━━━ RECORDS PROVIDED

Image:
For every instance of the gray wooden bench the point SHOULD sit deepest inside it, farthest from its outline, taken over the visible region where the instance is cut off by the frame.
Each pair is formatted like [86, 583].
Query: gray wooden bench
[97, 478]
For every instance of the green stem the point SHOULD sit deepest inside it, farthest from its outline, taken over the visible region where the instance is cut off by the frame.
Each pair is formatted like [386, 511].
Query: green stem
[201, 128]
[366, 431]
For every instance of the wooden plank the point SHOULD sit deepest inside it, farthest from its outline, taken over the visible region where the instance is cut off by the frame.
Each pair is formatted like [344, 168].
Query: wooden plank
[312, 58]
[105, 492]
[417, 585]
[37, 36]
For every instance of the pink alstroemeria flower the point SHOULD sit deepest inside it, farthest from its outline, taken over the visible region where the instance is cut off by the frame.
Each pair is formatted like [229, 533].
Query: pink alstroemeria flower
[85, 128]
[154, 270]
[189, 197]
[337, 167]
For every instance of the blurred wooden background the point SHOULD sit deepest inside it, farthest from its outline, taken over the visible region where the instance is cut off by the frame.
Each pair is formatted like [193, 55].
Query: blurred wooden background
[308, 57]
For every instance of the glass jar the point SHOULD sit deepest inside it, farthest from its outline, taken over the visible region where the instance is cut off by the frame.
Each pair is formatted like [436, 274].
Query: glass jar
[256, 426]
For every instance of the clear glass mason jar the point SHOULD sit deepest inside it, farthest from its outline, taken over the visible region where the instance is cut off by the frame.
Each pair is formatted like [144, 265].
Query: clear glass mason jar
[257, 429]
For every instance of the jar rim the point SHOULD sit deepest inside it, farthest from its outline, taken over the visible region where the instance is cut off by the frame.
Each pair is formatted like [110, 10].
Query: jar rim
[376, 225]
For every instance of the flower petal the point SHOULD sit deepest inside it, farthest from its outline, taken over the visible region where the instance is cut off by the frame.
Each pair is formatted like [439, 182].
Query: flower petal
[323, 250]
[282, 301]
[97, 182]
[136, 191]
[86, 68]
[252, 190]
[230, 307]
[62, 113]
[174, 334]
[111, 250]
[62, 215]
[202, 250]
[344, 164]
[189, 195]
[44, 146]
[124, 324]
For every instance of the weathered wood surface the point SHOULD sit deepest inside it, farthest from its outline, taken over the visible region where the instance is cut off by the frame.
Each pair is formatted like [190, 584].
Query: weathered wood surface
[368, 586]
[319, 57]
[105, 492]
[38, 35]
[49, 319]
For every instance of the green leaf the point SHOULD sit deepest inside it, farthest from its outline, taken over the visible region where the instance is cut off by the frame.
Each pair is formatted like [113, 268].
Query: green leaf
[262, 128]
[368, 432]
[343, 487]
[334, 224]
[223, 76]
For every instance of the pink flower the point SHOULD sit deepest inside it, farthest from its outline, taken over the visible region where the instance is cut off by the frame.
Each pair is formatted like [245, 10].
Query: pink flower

━━━━━━

WORK ORDER: Copy out all of the records verbatim.

RESPONSE:
Image:
For every instance of the gray wooden bench the point SHOULD sit deepest inside it, farthest from its outline, taken over the visible region where the instance is cut off by the frame.
Each pair is formatted like [86, 583].
Query: gray wooden bench
[97, 478]
For every instance of the green stem the point SHOULD sit deepest inside it, farthest from its outline, taken over the visible region where the instance is cut off by the frame.
Each pair is formatted like [386, 511].
Query: green stem
[201, 128]
[366, 431]
For every instance of the wooden plank the point SHOULD sit deepest inside it, farthest from its outline, taken over the visible region where the instance is cut off by the frame.
Each pair is formatted like [344, 168].
Query: wooden plank
[312, 58]
[105, 492]
[417, 585]
[37, 36]
For every instance of the pink alstroemeria flower the point SHOULD sit deepest inside it, farthest from its outline, taken over the visible region where the instance is cut off by the frame.
Each pair is formatted like [229, 533].
Query: pink alstroemeria flower
[85, 128]
[154, 270]
[189, 197]
[337, 167]
For every instance of the blurred wooden background the point SHOULD sit deepest inside it, farthest from its outline, taken over the visible region where the instance is cut off by the frame.
Each pair is formatted like [193, 55].
Query: blurred wooden background
[308, 57]
For every instance of the glass jar the point SHOULD sit deepest inside it, farthest from its outline, taken over the visible region where the instance is cut off by the frame.
Each pair is formatted like [436, 274].
Query: glass jar
[256, 426]
For every instance of the clear glass mason jar the point SHOULD sit deepest inside it, farthest from its outline, taken over the visible region where the instance is cut off by the frame.
Each pair is formatted like [144, 265].
Query: clear glass mason jar
[257, 429]
For every instance of the jar rim the point SHOULD sit deepest inside it, farthest from its outline, taken over the visible region where the instance is cut off by the frame.
Each pair is formatted like [110, 10].
Query: jar rim
[376, 225]
For every instance of the flower petal the point SHOULD sit deepest inside it, farthest from its outline, taken over the visible region where the instance is cut off by the frame.
Each pair is formatted like [439, 182].
Query: flower petal
[323, 250]
[282, 301]
[97, 182]
[136, 191]
[86, 68]
[252, 190]
[230, 307]
[62, 113]
[174, 334]
[111, 250]
[62, 215]
[202, 250]
[344, 164]
[189, 195]
[44, 146]
[124, 324]
For every instance of the weathered wood surface the point SHOULD sit deepest inside it, farthest from its outline, taken over the visible region where the instance is cut off by the frame.
Each pair is formatted like [190, 584].
Query: weathered wood surface
[368, 586]
[319, 57]
[105, 492]
[38, 35]
[49, 319]
For every instance of the green leaf the point SHOULD sit deepest inside it, farthest from its outline, taken over the visible region where the instance is cut off by the frame.
Each pair is formatted like [113, 268].
Query: green leaf
[262, 128]
[368, 432]
[343, 487]
[334, 224]
[223, 76]
For every instance of the pink flower the point SHOULD sit deepest inside it, farthest from its outline, taken over the visible region where the instance is cut off by the frame.
Each pair is formatted like [245, 10].
Query: pink flower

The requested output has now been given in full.